* The problem
Retype all of the material below word for word, omitting the pictures.

* Records provided
************

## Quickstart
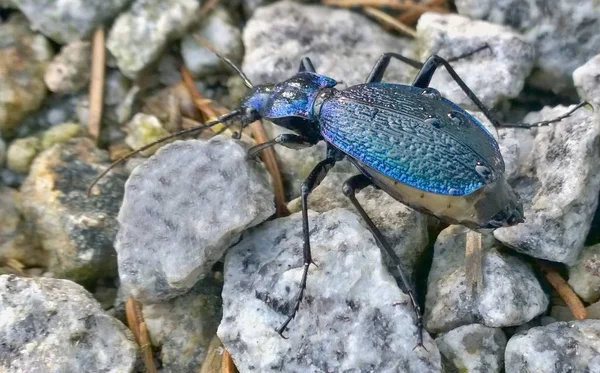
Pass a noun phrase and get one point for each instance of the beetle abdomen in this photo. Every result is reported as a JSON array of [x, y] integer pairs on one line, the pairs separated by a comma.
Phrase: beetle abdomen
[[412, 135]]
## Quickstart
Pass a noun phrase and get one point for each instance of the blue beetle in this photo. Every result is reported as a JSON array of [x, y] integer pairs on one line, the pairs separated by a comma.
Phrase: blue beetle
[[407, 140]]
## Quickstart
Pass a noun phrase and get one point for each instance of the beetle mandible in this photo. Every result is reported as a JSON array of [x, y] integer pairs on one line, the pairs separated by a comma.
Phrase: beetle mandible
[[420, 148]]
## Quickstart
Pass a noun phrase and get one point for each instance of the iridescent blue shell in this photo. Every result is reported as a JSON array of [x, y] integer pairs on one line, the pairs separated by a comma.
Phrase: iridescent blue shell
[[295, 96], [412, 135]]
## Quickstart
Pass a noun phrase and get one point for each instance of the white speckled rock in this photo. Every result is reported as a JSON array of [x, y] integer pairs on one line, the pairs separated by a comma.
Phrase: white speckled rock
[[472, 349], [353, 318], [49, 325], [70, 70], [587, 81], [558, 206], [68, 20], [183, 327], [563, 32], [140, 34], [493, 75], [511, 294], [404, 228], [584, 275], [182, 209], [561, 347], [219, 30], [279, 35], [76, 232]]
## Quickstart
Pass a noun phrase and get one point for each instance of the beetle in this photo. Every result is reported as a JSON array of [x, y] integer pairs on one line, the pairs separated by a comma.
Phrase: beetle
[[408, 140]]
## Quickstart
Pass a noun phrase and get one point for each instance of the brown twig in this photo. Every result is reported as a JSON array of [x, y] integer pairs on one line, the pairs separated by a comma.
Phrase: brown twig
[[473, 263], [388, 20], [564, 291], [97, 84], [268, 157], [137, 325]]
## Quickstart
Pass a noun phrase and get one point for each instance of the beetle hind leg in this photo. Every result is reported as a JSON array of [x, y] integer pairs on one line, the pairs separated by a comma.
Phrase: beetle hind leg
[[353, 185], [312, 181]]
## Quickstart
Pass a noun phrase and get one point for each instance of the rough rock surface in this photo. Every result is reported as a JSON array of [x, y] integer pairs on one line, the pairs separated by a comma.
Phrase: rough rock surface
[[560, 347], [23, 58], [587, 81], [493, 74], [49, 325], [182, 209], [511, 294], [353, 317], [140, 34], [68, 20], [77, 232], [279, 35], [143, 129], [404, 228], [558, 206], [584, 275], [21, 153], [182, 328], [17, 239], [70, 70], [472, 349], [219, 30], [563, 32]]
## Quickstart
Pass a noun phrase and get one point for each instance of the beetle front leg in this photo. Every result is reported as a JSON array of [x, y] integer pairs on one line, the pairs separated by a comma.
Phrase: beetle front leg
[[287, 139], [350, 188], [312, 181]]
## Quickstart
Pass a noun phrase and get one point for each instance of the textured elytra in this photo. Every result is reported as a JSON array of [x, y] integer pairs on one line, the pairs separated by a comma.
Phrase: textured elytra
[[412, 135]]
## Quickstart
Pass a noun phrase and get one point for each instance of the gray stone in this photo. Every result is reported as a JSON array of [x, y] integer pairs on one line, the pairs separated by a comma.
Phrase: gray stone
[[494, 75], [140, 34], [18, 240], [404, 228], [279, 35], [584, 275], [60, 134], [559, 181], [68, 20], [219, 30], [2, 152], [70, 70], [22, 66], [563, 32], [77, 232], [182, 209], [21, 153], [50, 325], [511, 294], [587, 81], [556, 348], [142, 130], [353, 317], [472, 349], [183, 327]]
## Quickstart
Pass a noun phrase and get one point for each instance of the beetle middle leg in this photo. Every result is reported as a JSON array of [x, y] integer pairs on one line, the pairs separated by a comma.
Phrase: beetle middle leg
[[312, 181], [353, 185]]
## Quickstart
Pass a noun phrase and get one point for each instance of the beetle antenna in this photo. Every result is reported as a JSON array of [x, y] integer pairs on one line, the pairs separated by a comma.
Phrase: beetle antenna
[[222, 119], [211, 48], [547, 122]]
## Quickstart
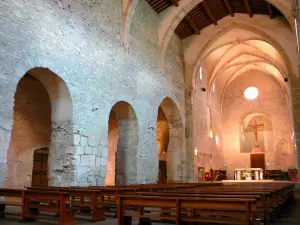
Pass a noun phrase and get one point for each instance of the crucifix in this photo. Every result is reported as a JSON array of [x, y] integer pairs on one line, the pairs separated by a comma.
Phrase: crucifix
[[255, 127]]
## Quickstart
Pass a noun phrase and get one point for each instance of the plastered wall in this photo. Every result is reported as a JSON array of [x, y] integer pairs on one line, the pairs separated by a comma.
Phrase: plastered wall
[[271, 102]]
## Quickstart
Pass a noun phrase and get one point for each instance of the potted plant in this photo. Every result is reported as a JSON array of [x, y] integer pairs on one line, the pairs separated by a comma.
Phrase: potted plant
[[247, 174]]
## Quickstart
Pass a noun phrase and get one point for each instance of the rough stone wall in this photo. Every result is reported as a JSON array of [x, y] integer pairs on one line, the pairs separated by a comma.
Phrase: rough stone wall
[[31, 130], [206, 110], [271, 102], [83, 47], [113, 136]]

************

* Output for this exercise
## Quickstart
Pass a noun phrase and get one point for each instance of the beetle abdomen in this photo. Every result is reported as a JSON array of [x, y] integer pairs on one line, the pairs separated by a comma.
Phrase: beetle abdomen
[[412, 135]]
## Quickstart
Pass a noun phrase and get one point for each instance of the blue beetle in this photo. Every result is reported as a JSON array of [x, y] integer pairs on one line, the pairs separated by a comma.
Phrase: blue beetle
[[407, 140]]
## Quickstart
Pass a noun phrase and get one point for each instance of the beetle mandible in this photo. Every result is reported as a JSON array of [x, y] integer pairs on one line, the pairs separated by a comma.
Phrase: beetle mandible
[[420, 148]]
## Quickstart
Pass a noun phrase and get one point for each instance of the iridescent blue shell in this photo. Every result is reported as a JSON array of [x, y] integer pairs on one line, the pairs separated by a comma.
Phrase: iridescent blue shell
[[295, 96], [412, 135]]
## Quickstart
Pass a noun phrase and get one point for each instance of the white speckled rock in this photo. Every result is reported as a JSON array of [x, y] integer pairs on one line, the pairs separated by a comma.
Phrase: white speckled rock
[[472, 349], [353, 318], [49, 325], [70, 70], [587, 81], [558, 206], [68, 20], [183, 327], [563, 32], [140, 34], [493, 75], [511, 294], [404, 228], [584, 275], [182, 209], [561, 347], [219, 30], [279, 35], [76, 232]]
## Quickstart
Pass a noun phrase and get one point for each instance of the beetle in this photo. Every result is reported as a JSON array of [x, y] integer pairs on one line, the pairs separated by a comma.
Phrase: beetle
[[408, 140]]
## Quickstart
Pass a noun phrase and get one point for each instance of the brown twig in this photo. Every result is reported as a JSON array of [x, y] integer pairs on one line, the pairs separated by a comma.
Phrase: brown twig
[[473, 263], [388, 20], [564, 291], [97, 84], [268, 157], [137, 325]]
## Quickstart
Pass a noun phrase and get one point for each instance of the beetle hind leg in this photo. Every result is reported as a JSON array of [x, y] integer pairs on one line, the pairs separated by a comma.
Phrase: beetle hind leg
[[353, 185], [312, 181]]
## Quickstart
Pass a noun phrase and get one point for each instance of the rough rock surface in this photo. Every result is reported as a JSON array of [x, y] integer pairs on one line, the pairs separated by a comma.
Phrase: rough rock surface
[[560, 347], [23, 58], [587, 81], [493, 74], [49, 325], [182, 209], [511, 294], [353, 317], [140, 34], [68, 20], [77, 232], [279, 35], [143, 129], [404, 228], [558, 206], [584, 275], [21, 153], [182, 328], [17, 239], [70, 70], [472, 349], [219, 30], [563, 32]]
## Quickstart
Pass a noun phrase and get one point for each instance of the beetle front leg in this photo. Every result is reported as a JSON array of [x, y] integer pairs on one line, the pairs separated by a comma.
Phrase: beetle front leg
[[287, 139], [350, 188], [312, 181]]
## Quickstart
Pass a noun phrase and get one point for each instance of the textured elytra in this photo. Every result is reported as a JSON array of [x, y] integer pairs on one line, the pairs separated by a comma.
Phrase: textured elytra
[[412, 135]]
## Quickstart
Pass a noun phrase and get one point for each instance of the gray stone in this photo. Every result is reported as a JSON array of [x, y] integer pairs on one line, the pairs separated by a comma.
Phrase: gray stone
[[494, 75], [140, 34], [18, 240], [404, 228], [279, 35], [584, 275], [60, 134], [559, 181], [68, 20], [219, 30], [2, 152], [70, 70], [22, 66], [563, 32], [77, 232], [182, 209], [21, 153], [50, 325], [511, 294], [587, 81], [556, 348], [142, 130], [353, 317], [472, 349], [183, 327]]
## Quickstart
Pass a noun phrase and get one point for each instance of the beetle middle leg in this photo. Every result is reported as a JSON array of [x, y] integer pairs on one line, the pairs separated by a comma.
Phrase: beetle middle leg
[[312, 181], [353, 185]]
## Quickstart
Pass a noun phrase and get one point for each instance of the beetle antenna in this photo. Every result is reported as a JSON array of [x, y] integer pairs on one line, the pairs separated by a comma.
Phrase: beetle antenna
[[222, 119], [211, 48], [547, 122]]
## Quickstart
Pass a noun phrase and get one point for each instance of the crucifix in this photo. Every result is reported as a JSON array of [x, y] integer pairs on one line, the pairs separated by a comma.
Phrase: crucifix
[[255, 127]]
## Quickstart
Pass a noun phrase and get one point for each instance of the plastered wall in this photo. Every result is reported as a JSON array of [x, y] integer pairs on one line, the pairs separated by a comma.
Phrase: plastered wall
[[271, 102]]
## Quickstart
Pass a noun phrase and get one point for each instance of the potted plant in this photo. Every result is reported as a JSON array of [x, y] integer pairs on one line, the pairs separated by a comma.
Phrase: potted plant
[[247, 174]]
## Quickstart
Pass a noun phrase and get one point for each instance of the rough stone wall in this photo. Every result is reported as a JSON array of [x, y] integer pairs on one line, the pairs separated by a comma.
Phrase: rough stone wall
[[31, 130], [206, 110], [271, 102], [83, 47], [113, 136]]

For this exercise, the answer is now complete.